◆ **Supplied material**:
------------------------
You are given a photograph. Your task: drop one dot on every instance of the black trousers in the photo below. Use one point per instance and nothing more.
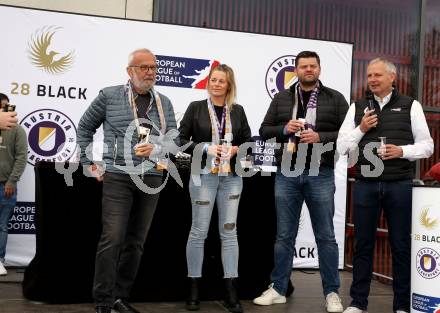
(369, 198)
(127, 213)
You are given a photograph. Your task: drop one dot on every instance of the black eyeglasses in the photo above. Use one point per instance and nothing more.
(145, 68)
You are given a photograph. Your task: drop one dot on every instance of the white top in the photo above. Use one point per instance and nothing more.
(350, 135)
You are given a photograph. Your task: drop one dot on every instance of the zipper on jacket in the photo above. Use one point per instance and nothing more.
(115, 150)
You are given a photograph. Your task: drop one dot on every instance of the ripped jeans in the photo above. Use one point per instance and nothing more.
(226, 190)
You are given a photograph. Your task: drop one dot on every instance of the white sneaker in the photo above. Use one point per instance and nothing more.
(333, 303)
(352, 309)
(3, 271)
(270, 296)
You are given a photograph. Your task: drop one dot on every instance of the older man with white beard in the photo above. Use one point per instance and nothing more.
(126, 112)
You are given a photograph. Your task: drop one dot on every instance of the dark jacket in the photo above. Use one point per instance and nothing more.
(394, 124)
(196, 127)
(330, 113)
(112, 109)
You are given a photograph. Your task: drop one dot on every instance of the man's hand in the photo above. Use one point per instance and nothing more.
(143, 150)
(369, 120)
(390, 152)
(96, 172)
(293, 126)
(215, 150)
(9, 191)
(8, 120)
(309, 136)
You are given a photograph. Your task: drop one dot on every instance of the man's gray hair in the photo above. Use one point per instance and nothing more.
(143, 50)
(391, 68)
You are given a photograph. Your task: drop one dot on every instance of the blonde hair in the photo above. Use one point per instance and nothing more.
(231, 93)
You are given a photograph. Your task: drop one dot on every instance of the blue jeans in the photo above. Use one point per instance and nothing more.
(369, 198)
(226, 190)
(6, 207)
(318, 193)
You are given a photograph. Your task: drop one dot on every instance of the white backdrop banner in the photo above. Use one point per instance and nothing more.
(54, 65)
(425, 250)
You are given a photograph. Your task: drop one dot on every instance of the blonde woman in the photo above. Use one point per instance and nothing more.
(213, 120)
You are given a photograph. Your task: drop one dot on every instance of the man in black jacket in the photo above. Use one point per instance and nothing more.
(400, 120)
(306, 119)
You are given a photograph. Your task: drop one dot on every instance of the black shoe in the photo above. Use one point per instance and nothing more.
------------------------
The lines above must be transcribed exactly, with every picture left out.

◆ **Answer to the exercise**:
You are given a photograph. Your task: drop one dot on every instance of the black trousers in the photo below. Use one point per instance and nothing more.
(369, 198)
(127, 213)
You are given a photograph. Your task: drop one dot on every instance of the black eyeglasses in the photo above. Use one point per instance and nothing more.
(145, 68)
You are given a photograph. Your task: drop one dot on every instance of the white top in the photo above. Use one point per instance and nothing more.
(350, 135)
You are given a photograph. Your task: drop one dot on every instance of the zipper on jacket in the photo above. Use one point per instance and nothing more.
(115, 150)
You are given a photograph. Your task: drop one dot on every instance of the ripped jeans in the photo above. Use one point per instance and nothing more.
(226, 190)
You are given a photograph. Your task: drop one dot on every instance of the white sneaker in the photo above. Use one point per instance and nothing more.
(333, 303)
(352, 309)
(3, 271)
(270, 296)
You are given a photograph. Your task: drop one dot on every instance of the older man with white beard in the photo above. Use one point per instance and nothing more.
(126, 112)
You are given a photograph. Your task: drop one dot on every instance of the dark jacket in the photo above. Use one point per instance and nothing more.
(394, 124)
(196, 127)
(330, 113)
(112, 109)
You are given a photograph. Your task: drop one dot on every instance of the man's hand in the photo above. Use one point per instance and nothing more.
(143, 150)
(369, 120)
(390, 152)
(96, 172)
(293, 126)
(215, 150)
(9, 191)
(8, 120)
(309, 136)
You are given a photograph. Your task: drop one dot on every instance of the man's gray hair in the photo above. Use one point per instance and nothing more.
(143, 50)
(391, 68)
You are given a photograph. Your task: drop one dot on every instance of the blonde hair in the photo above. Use one point per instance and nothing more.
(231, 93)
You are given a photograph. Your task: drop one dot on every instance of the blue jeans in the photo above. Use one point per instance and nothing more.
(369, 198)
(226, 190)
(6, 207)
(318, 193)
You are given a photograph. Your task: drop one dot on every instance of the white backdrop banner in the photo above. Use one point per instance and nothing more.
(54, 65)
(425, 250)
You are given a photograph. Your task: drop one dot on every instance of the blonde woman in the photo above. Use one point per instance and nothing more.
(213, 120)
You are given a photograph. Your task: drop one dot on every instance of the man in black jacket in the photo above. Use one point per instance and nothing more.
(400, 120)
(306, 119)
You are given a photograph. Your task: drop one dot on every instance of the black shoe in the photo above. Use one point per instance and nothing more.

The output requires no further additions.